Dataset excerpts on object pointing
--- begin ---

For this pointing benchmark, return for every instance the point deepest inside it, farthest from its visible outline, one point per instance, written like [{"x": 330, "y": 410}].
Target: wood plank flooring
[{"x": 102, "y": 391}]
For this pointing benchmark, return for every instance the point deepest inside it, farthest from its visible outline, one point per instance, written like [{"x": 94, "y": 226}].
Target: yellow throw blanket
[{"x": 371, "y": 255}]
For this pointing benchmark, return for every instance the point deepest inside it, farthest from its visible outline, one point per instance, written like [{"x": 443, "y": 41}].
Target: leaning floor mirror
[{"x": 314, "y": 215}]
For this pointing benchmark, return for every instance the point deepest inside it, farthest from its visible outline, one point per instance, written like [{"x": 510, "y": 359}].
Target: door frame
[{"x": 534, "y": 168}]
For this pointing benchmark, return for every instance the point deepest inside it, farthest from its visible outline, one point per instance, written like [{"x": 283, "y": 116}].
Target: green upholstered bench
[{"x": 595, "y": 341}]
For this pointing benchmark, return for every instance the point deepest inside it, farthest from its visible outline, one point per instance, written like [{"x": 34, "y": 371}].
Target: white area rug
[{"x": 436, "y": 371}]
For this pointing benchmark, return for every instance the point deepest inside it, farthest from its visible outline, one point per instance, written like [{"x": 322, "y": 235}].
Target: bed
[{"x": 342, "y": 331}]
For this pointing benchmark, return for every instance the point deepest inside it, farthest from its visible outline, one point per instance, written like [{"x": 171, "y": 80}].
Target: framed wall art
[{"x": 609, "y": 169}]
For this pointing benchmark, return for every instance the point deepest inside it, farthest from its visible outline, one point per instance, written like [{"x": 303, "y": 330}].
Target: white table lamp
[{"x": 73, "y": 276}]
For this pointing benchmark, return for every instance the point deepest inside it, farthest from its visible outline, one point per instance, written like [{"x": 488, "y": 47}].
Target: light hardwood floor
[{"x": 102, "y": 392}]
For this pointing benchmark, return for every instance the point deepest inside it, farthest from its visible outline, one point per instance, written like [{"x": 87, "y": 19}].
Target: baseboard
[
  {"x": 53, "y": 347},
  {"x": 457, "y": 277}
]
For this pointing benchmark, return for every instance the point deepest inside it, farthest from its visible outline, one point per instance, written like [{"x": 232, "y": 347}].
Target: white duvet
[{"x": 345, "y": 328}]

--- end ---

_Brief:_ Output every record above exactly as it appears.

_Final result:_
For this pointing benchmark, return for every instance the point deepest inside it, farthest from its visible outline, one point per instance, written like [{"x": 330, "y": 410}].
Target: wood plank flooring
[{"x": 102, "y": 391}]
For this pointing benchmark, return for every instance the point deepest inside it, farthest from its visible outline, one point per instance, written like [{"x": 94, "y": 226}].
Target: yellow throw blanket
[{"x": 371, "y": 255}]
For this pointing benchmark, return for every instance the point deepest inside it, farthest from its visible outline, one point per instance, written like [{"x": 443, "y": 41}].
Target: leaning floor mirror
[{"x": 314, "y": 215}]
For this pointing benchmark, return for every instance the point deepest inside it, farthest from its visible outline, one point per instance, written like [{"x": 510, "y": 359}].
Target: door frame
[{"x": 534, "y": 168}]
For this pointing benchmark, return for every instance the point deepest inside it, farthest from its visible outline, one point per instance, written like [{"x": 283, "y": 116}].
Target: green upholstered bench
[{"x": 595, "y": 341}]
For this pointing benchmark, return for every instance the point deepest inside it, farthest from its visible outline, one point per instance, written like [{"x": 34, "y": 371}].
Target: white area rug
[{"x": 436, "y": 371}]
For this pointing benchmark, return for every instance the point deepest inside it, farthest from its visible outline, one point per instance, written like [{"x": 322, "y": 235}].
Target: bed
[{"x": 342, "y": 331}]
For this pointing benchmark, return for every instance the point deepest inside it, farthest from its visible outline, one point per instance, written like [{"x": 171, "y": 80}].
Target: framed wall art
[{"x": 609, "y": 169}]
For this pointing benchmark, return for every instance the point deepest inside it, farthest from its visible outline, one point per instance, written like [{"x": 303, "y": 330}].
Target: white table lamp
[{"x": 73, "y": 276}]
For this pointing benchmark, return for every instance the point deepest inside it, farthest from its visible outline, one point per instance, written like [{"x": 488, "y": 47}].
Target: light hardwood floor
[{"x": 102, "y": 392}]
For this pointing benchmark, return for every instance the point deepest inside it, farthest from its visible outline, one point per instance, written like [{"x": 87, "y": 19}].
Target: baseboard
[
  {"x": 53, "y": 347},
  {"x": 457, "y": 277}
]
For this pointing benchmark, return for every instance the point deepest inside it, farthest from its visible outline, one point per instance, written like [{"x": 232, "y": 347}].
Target: white duvet
[{"x": 345, "y": 328}]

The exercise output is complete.